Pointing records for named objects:
>> Start
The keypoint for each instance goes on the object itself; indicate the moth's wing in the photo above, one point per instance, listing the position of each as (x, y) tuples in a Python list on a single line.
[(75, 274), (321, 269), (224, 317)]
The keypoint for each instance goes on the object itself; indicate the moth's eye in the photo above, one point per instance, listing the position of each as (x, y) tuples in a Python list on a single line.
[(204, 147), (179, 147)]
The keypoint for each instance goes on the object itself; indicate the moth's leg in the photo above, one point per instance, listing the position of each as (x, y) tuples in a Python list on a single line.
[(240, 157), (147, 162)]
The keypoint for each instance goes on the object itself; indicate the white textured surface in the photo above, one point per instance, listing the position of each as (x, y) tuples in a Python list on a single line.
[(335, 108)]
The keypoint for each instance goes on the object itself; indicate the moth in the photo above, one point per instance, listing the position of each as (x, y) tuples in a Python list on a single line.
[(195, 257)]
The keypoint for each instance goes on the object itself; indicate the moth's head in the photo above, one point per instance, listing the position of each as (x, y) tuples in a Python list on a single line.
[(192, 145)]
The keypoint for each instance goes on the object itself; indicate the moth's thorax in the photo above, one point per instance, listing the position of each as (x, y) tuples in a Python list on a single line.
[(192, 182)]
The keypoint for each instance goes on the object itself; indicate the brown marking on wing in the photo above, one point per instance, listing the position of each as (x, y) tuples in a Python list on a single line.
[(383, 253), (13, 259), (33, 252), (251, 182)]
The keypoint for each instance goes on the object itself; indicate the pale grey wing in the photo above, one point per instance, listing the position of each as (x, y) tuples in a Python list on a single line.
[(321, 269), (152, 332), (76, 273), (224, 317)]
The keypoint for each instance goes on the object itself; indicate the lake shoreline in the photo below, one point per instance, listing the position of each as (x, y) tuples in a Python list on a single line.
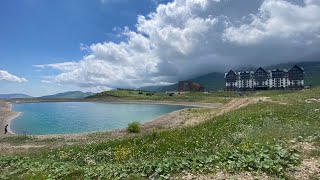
[(7, 115), (153, 122)]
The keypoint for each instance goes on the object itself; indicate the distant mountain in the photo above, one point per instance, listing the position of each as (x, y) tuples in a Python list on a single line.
[(211, 81), (69, 95), (214, 81), (14, 96)]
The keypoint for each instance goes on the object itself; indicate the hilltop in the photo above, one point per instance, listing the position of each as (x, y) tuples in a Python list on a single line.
[(215, 80), (69, 95)]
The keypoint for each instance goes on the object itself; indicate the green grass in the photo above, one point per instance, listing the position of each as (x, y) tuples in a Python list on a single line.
[(212, 97), (254, 138)]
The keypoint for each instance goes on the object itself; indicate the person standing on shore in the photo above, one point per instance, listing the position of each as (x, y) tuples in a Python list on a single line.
[(6, 129)]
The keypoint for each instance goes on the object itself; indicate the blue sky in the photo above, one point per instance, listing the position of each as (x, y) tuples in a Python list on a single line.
[(44, 32), (48, 47)]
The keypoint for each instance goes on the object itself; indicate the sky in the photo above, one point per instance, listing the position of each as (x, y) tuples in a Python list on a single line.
[(48, 47)]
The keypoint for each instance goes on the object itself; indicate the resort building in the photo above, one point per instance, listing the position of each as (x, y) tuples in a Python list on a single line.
[(264, 80)]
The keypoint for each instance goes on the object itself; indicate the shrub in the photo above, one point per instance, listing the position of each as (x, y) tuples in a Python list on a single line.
[(134, 127)]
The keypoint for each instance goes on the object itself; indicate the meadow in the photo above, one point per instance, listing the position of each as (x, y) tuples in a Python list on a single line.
[(260, 137)]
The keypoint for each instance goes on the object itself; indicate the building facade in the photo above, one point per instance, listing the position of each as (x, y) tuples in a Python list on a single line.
[(264, 80)]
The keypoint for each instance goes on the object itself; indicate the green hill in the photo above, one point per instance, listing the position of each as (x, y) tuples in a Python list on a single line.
[(215, 80), (69, 95)]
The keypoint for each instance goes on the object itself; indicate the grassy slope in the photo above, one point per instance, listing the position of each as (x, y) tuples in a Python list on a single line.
[(228, 141), (214, 97), (214, 81), (68, 95)]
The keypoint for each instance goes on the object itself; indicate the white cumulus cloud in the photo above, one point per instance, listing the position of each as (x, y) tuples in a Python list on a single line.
[(186, 38), (6, 76)]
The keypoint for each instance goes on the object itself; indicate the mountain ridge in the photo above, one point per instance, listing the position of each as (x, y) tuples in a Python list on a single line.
[(215, 80)]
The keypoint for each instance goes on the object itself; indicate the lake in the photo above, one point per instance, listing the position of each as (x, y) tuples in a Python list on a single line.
[(76, 117)]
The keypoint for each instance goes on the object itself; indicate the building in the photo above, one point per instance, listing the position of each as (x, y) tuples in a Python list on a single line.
[(264, 80), (184, 86)]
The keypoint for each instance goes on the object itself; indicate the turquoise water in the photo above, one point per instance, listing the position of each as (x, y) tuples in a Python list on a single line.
[(76, 117)]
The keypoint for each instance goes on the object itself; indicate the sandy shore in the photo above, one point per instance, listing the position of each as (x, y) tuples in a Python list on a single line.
[(6, 115)]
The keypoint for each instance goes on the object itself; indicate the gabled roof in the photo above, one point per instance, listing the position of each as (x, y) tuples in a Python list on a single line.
[(277, 70), (296, 66), (260, 68), (231, 71)]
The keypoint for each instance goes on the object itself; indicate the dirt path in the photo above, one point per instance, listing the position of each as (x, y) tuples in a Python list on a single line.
[(181, 118)]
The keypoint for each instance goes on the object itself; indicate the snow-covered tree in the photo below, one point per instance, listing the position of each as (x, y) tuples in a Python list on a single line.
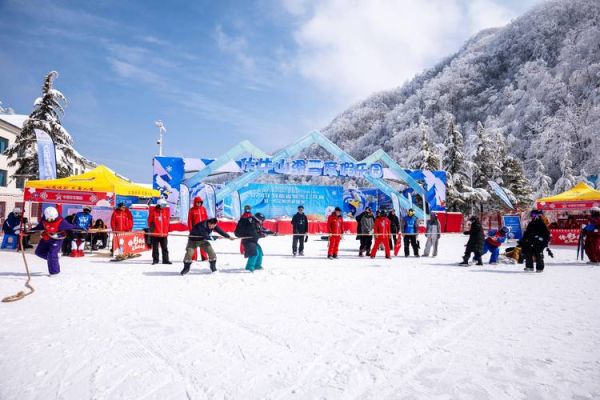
[(541, 182), (45, 116), (6, 110), (516, 182), (426, 158)]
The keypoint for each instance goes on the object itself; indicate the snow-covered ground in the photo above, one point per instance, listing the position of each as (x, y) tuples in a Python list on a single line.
[(304, 328)]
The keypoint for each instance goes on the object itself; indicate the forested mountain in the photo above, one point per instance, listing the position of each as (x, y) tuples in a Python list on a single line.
[(534, 85)]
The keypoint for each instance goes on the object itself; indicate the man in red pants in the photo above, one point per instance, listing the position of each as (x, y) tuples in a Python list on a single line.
[(335, 228), (196, 215), (382, 230)]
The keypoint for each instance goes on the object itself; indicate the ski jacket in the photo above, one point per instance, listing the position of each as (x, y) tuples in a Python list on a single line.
[(121, 221), (300, 223), (195, 215), (367, 221), (11, 224), (158, 221), (409, 224), (394, 223), (476, 237), (83, 220), (382, 225), (55, 230), (536, 235), (335, 224), (495, 238), (434, 228), (201, 231)]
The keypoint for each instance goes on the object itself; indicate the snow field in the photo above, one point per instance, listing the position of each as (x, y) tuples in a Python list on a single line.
[(304, 328)]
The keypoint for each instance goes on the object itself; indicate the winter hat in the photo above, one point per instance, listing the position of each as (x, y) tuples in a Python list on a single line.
[(50, 214)]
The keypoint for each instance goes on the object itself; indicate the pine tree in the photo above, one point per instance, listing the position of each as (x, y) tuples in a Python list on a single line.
[(566, 180), (426, 159), (541, 182), (46, 117), (516, 182)]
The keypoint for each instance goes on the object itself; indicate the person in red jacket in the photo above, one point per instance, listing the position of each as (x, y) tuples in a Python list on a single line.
[(382, 230), (158, 225), (196, 215), (335, 228)]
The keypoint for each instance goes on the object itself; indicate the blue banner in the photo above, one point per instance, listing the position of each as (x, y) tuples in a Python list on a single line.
[(283, 200), (46, 155), (513, 223)]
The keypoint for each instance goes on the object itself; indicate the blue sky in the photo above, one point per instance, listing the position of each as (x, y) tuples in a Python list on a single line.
[(218, 72)]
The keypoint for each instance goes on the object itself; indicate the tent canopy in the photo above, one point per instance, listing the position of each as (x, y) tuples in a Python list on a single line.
[(580, 197), (100, 179)]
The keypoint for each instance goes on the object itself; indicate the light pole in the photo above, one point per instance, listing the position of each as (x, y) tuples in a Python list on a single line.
[(161, 128)]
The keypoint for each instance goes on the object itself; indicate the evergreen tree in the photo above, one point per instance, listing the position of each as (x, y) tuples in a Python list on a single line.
[(516, 182), (426, 158), (541, 182), (46, 117)]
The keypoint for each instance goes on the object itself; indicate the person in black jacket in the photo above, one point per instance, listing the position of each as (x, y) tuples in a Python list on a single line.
[(475, 243), (200, 236), (251, 230), (535, 239), (394, 227), (300, 229)]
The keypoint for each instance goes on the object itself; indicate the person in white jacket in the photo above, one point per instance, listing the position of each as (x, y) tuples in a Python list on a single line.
[(433, 232)]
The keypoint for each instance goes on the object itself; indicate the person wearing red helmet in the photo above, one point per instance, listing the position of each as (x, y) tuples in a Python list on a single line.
[(196, 215)]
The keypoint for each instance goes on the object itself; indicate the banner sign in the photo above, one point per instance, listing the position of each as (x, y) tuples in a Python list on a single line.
[(69, 197), (130, 243), (311, 167), (46, 155), (276, 201), (513, 223), (501, 193), (564, 237)]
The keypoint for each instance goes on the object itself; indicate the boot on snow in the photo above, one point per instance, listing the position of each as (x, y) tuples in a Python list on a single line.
[(186, 268)]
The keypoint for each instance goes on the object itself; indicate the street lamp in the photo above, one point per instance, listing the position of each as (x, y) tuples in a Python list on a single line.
[(161, 128)]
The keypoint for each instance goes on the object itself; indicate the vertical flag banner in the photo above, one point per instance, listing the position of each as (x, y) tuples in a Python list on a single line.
[(46, 155)]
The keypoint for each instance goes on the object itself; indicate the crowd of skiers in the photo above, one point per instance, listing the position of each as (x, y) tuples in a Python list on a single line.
[(386, 227)]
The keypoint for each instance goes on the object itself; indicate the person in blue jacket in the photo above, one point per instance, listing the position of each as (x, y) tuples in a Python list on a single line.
[(410, 230), (493, 241), (83, 221)]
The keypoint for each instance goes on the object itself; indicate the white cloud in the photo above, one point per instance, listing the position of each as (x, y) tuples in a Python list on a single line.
[(353, 48)]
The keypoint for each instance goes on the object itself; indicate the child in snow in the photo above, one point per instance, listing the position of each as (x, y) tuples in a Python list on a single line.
[(493, 242), (53, 229), (251, 230), (382, 234), (335, 228), (200, 236)]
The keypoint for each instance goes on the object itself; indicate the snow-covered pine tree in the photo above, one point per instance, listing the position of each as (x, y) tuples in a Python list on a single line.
[(459, 193), (426, 158), (541, 182), (46, 117), (4, 110), (516, 182), (566, 180)]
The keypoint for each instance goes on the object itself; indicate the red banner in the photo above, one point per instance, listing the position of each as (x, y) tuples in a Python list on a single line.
[(130, 242), (565, 237), (69, 197), (568, 205)]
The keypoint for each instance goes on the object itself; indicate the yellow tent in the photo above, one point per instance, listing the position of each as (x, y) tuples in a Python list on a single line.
[(580, 197), (100, 180)]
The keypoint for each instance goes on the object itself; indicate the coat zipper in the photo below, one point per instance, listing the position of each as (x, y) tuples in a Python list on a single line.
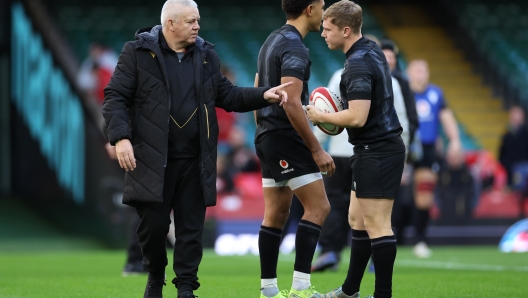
>> End
# EXERCISE BRIEF:
Please give every line of the material from the line containing "indicate the yellow" through the end of the material as a JSON list of strings, one string per line, with blank lines and pictures left out.

# OUTPUT FOR THIS EXERCISE:
[
  "The keypoint for each instance goes on the object itself; indicate the yellow tent in the photo above, one point per instance, listing the position of each as (x, y) tuples in a Python list on a single line.",
  "[(580, 197), (100, 180)]",
  "The keypoint for each instance goes on the object itself; indicate the coat zipper in the photo below, one point per instance, listing the position of each as (x, y) tuples in a Python list on a single line."
]